[STATED EXERCISE]:
Report every line of the rows below that contains the word "person", copying each such line in full. Case counts.
****************
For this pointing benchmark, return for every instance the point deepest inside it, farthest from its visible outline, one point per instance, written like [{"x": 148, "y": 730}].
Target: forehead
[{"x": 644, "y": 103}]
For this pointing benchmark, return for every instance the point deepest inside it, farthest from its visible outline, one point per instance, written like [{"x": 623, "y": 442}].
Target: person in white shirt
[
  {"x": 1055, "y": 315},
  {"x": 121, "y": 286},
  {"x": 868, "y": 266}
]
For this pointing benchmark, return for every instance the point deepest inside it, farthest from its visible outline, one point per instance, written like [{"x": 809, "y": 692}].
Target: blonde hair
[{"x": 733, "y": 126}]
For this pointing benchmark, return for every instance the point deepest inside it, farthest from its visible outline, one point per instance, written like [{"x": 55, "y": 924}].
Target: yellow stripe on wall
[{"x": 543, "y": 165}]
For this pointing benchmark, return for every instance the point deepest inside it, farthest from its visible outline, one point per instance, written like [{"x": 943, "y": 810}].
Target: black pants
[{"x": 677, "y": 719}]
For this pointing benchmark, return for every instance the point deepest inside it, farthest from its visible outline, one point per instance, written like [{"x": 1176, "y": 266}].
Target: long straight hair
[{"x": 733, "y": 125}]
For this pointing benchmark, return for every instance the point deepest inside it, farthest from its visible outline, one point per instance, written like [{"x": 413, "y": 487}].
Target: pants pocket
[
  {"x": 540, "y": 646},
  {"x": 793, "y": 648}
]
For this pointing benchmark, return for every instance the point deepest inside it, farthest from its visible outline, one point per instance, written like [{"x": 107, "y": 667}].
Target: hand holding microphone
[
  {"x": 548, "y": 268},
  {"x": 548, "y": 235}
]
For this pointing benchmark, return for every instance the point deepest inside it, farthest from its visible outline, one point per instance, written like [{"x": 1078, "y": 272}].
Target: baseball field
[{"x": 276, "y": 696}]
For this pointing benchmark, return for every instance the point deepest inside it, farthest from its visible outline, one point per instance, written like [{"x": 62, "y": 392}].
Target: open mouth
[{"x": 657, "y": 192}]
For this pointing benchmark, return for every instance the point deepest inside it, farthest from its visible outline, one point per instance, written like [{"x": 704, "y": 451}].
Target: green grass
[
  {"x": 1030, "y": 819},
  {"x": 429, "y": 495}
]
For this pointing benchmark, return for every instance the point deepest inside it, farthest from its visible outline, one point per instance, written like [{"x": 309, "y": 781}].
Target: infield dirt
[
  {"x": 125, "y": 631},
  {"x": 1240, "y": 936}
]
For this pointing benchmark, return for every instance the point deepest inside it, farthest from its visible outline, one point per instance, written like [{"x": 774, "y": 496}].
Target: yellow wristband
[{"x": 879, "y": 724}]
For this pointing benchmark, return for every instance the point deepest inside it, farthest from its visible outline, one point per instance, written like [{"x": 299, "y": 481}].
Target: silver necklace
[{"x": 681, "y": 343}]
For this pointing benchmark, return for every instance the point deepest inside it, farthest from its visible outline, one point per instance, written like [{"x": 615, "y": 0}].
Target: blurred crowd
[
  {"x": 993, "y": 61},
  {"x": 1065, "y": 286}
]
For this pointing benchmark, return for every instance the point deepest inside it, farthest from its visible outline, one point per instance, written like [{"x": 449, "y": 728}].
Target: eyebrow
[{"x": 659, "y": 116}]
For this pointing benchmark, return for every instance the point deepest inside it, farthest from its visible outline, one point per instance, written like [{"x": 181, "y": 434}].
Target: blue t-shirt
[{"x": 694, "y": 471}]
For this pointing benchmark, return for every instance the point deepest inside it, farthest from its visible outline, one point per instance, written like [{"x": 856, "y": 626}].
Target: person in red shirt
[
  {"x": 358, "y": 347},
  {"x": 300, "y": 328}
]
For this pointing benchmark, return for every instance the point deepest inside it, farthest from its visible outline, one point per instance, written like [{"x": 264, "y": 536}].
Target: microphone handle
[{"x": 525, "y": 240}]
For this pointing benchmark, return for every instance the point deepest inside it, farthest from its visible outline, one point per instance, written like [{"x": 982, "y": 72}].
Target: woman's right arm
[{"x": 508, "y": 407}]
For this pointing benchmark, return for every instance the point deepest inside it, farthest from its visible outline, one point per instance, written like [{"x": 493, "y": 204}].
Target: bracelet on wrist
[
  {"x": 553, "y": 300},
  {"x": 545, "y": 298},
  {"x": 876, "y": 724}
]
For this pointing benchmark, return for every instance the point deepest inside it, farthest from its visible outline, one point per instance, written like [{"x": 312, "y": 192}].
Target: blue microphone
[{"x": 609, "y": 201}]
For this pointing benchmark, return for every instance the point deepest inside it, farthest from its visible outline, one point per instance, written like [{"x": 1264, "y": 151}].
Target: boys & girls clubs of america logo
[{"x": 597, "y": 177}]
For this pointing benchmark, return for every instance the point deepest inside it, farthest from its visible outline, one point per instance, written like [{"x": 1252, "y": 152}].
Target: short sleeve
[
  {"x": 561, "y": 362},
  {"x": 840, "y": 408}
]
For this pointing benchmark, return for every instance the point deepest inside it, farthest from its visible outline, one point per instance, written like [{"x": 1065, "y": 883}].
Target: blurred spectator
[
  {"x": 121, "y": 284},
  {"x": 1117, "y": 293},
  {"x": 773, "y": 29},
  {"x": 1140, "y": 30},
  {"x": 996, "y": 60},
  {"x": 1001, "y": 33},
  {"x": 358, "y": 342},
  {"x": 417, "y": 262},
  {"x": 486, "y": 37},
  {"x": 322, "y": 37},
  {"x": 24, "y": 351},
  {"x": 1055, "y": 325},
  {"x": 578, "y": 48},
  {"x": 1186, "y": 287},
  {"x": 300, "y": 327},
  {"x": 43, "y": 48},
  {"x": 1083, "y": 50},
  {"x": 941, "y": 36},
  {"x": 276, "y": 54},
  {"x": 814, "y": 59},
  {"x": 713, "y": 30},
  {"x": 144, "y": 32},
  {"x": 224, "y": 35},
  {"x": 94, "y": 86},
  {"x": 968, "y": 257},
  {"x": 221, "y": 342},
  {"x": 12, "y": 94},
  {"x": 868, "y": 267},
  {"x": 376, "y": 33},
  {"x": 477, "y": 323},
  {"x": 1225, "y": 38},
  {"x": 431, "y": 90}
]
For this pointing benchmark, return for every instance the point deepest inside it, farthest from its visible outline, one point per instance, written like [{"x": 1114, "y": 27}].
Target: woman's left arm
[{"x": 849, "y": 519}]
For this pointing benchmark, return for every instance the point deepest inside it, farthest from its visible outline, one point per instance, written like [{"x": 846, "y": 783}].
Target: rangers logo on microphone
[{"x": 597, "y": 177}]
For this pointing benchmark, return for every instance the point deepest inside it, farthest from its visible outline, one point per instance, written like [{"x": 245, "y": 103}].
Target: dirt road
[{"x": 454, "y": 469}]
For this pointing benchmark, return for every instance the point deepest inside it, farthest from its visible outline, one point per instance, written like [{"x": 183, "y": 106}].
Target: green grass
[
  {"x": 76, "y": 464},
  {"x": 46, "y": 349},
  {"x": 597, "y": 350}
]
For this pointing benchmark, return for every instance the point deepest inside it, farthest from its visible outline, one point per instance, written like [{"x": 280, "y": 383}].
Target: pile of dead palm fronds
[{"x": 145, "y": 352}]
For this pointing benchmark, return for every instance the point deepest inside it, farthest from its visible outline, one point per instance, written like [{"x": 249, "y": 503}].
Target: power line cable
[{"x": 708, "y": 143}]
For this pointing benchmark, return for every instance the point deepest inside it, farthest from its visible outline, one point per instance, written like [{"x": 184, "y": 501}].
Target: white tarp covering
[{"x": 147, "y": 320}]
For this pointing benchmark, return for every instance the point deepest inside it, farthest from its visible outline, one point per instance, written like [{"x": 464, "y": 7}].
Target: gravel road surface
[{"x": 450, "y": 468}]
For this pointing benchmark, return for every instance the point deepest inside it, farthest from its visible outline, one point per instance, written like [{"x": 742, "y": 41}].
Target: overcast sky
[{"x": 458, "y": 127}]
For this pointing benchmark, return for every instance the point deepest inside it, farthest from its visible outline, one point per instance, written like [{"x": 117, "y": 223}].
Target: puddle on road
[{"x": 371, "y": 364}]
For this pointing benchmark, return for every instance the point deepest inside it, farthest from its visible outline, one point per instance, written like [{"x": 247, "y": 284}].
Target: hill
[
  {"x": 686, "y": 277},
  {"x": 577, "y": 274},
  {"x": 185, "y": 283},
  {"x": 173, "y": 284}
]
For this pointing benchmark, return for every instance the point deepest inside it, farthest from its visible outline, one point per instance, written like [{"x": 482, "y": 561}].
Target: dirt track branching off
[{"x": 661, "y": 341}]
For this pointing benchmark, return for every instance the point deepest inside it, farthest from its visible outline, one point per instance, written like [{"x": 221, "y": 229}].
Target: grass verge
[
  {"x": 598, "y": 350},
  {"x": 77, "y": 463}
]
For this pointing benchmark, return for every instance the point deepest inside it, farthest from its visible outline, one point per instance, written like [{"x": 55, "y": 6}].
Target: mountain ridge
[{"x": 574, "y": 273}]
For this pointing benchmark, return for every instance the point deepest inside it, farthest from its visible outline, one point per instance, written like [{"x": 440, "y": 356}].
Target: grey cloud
****************
[COMPLETED TASK]:
Target: person in white shirt
Target: person in red shirt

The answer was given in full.